### Exercise brief
Copy out word for word the lines below, from the line containing "In this exercise" through the end of the rows, both ends included.

-- start Supplied data --

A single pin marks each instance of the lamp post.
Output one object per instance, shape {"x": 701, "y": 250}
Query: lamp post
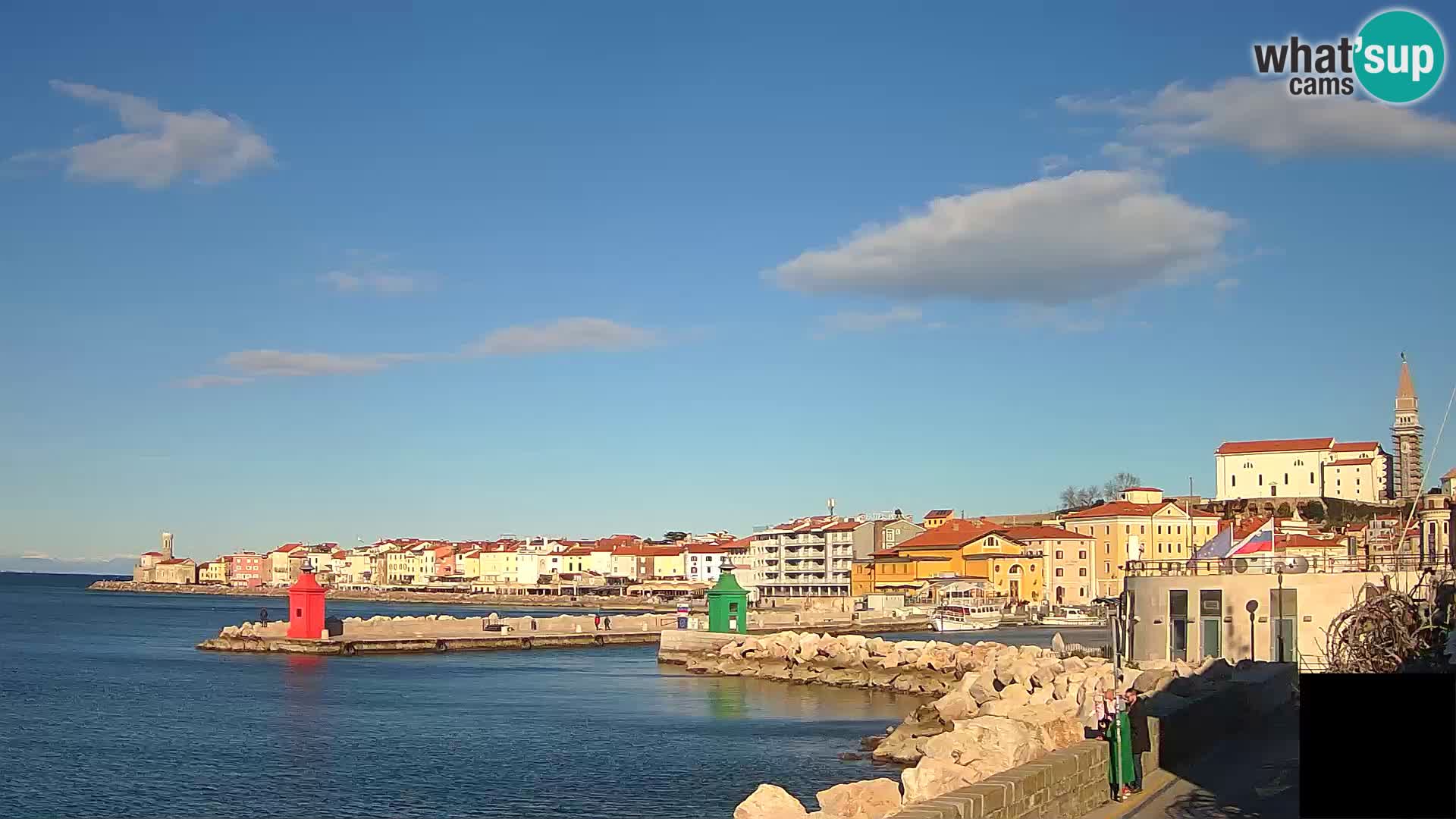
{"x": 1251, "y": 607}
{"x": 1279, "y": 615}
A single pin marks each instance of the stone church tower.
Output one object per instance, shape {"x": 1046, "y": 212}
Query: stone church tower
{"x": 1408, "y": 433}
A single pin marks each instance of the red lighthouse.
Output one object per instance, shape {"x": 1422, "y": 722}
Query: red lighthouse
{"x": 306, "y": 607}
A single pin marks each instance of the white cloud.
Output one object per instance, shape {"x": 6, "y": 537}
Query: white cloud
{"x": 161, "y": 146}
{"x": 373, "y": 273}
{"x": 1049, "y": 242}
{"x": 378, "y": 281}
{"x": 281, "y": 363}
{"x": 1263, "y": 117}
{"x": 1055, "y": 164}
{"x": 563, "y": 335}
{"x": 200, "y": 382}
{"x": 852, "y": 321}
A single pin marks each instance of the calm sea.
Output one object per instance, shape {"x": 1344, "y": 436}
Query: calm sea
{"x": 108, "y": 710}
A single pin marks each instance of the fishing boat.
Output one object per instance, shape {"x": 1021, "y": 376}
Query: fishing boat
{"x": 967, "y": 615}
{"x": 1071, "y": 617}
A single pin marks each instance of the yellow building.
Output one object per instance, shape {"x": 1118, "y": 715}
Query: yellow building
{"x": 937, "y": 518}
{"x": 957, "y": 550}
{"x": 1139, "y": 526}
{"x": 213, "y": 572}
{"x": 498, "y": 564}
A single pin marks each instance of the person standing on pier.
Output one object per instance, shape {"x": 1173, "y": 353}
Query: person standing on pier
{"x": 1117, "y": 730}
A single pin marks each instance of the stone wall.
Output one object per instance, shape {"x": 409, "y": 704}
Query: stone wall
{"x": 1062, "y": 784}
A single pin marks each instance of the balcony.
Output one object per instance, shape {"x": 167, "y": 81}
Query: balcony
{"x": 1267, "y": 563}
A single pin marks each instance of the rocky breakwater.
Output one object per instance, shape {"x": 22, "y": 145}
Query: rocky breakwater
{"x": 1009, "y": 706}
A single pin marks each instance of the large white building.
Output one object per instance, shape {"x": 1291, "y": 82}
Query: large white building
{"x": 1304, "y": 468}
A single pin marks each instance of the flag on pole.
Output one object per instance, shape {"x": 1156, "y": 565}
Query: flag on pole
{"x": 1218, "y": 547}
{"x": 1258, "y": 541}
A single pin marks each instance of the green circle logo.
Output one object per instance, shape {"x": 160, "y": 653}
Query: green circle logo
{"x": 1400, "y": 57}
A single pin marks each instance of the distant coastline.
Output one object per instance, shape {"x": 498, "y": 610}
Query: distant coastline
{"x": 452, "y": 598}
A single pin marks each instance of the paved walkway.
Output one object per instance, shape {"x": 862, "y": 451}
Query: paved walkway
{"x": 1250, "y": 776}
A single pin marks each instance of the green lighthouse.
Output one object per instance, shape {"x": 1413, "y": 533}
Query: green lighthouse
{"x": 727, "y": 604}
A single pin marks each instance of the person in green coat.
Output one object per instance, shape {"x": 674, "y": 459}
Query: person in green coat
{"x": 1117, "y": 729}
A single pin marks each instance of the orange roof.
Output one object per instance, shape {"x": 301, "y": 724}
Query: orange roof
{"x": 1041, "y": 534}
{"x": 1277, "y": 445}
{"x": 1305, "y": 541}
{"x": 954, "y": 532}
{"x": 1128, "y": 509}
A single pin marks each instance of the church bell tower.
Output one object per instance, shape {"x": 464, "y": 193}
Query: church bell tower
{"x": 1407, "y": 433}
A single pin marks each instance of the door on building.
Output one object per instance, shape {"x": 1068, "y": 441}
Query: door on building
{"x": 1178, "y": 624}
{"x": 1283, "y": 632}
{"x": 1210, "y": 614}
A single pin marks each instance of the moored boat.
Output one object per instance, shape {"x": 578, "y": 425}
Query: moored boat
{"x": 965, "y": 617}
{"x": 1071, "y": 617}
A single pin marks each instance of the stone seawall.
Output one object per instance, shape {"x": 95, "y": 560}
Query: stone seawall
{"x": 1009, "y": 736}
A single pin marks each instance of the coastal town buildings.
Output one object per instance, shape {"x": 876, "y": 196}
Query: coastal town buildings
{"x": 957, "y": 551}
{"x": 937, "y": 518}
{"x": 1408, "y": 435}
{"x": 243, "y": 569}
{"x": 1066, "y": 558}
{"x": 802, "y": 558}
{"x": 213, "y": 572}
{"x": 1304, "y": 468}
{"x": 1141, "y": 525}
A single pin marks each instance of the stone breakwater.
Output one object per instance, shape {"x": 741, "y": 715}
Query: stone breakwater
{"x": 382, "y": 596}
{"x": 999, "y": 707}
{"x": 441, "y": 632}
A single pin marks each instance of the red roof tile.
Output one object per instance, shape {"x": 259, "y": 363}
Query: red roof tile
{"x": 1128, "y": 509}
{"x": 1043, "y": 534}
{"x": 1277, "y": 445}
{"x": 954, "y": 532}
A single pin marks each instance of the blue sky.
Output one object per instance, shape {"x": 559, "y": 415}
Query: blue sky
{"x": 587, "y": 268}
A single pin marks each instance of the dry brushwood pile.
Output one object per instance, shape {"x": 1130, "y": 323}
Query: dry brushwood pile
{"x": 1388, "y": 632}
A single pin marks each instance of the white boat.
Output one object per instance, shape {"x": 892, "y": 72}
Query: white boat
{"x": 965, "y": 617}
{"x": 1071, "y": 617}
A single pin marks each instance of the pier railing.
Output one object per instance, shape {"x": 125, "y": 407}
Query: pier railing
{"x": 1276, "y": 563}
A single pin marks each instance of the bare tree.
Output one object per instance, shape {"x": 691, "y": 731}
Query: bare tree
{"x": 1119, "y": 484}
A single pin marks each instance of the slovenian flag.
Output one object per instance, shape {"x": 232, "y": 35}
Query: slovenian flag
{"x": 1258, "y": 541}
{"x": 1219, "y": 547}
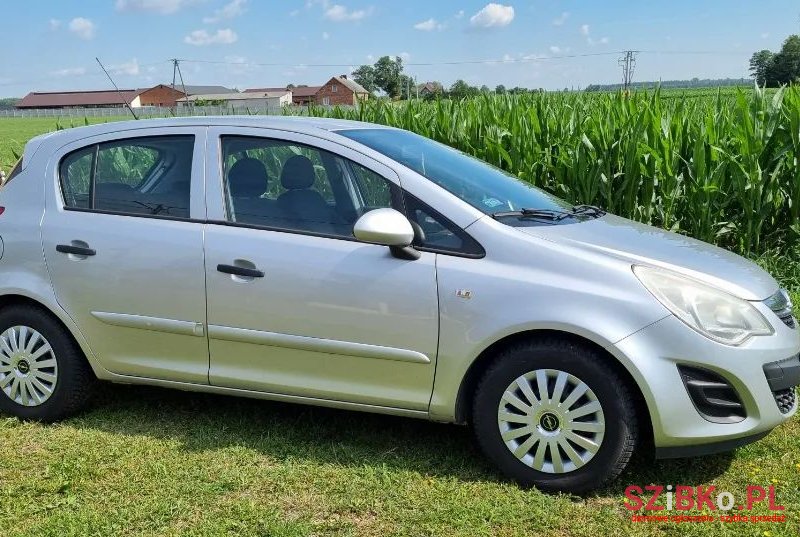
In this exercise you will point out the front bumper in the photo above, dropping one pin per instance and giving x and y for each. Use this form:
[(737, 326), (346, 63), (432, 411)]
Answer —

-- end Supplied data --

### The answer
In this exercise you will point out the front bumper in the photo above, dropping one pin per instance and giving x and y for each. Use this form:
[(737, 326), (346, 63), (432, 411)]
Answer —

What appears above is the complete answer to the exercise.